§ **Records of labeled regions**
============
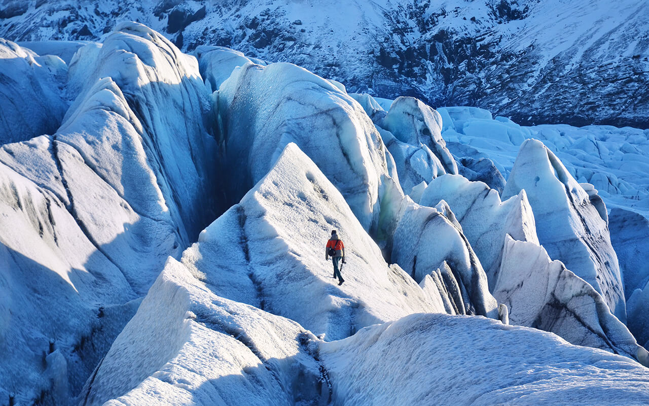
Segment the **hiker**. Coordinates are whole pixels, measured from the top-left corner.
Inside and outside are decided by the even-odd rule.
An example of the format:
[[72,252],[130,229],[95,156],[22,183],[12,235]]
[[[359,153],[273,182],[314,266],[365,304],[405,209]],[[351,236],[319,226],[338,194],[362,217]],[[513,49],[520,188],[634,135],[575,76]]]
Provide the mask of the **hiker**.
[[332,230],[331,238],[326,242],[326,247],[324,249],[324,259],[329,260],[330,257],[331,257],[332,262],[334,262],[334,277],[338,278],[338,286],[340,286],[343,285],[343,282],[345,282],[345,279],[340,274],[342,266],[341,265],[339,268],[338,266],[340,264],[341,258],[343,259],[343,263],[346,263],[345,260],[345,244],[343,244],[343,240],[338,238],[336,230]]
============
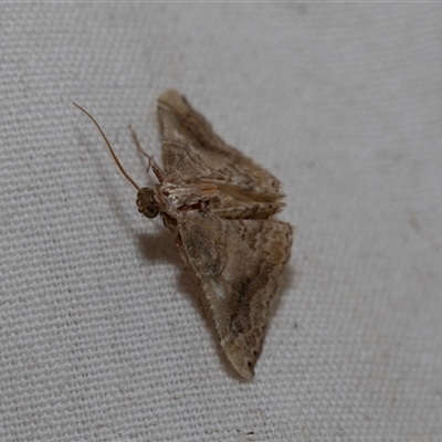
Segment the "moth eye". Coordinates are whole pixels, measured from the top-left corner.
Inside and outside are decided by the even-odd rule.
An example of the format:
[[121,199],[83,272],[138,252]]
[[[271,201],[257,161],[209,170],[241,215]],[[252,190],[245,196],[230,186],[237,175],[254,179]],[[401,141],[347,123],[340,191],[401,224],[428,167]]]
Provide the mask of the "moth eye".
============
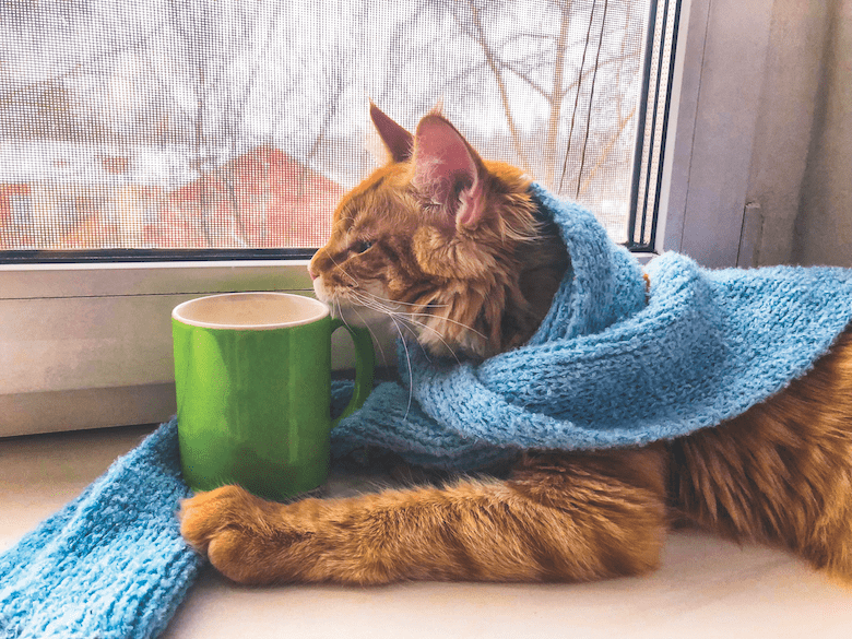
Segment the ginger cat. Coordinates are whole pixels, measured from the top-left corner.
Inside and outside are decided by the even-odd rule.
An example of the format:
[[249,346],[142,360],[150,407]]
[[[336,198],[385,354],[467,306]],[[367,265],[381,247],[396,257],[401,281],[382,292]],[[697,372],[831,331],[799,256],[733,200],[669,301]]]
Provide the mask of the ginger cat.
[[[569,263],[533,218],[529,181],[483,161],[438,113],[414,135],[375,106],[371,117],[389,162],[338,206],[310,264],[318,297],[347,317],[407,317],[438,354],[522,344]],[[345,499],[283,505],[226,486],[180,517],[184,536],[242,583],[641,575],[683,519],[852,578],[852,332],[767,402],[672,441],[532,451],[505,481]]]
============
§ **Set task**
Can you rewrite the lines in the records above as a numbered list, starting at the line that contains "Segment the **hiker**." and stopping after the line that contains "[[72,252],[130,229],[95,156],[22,183],[12,235]]", with any blank lines left out?

§ **Output for this task**
1. Segment the **hiker**. Coordinates are whole pixels, measured from the top-left corner.
2. Inside and outside are decided by the even-odd rule.
3. An example of the format:
4. [[72,252],[130,229],[95,156],[22,183],[12,235]]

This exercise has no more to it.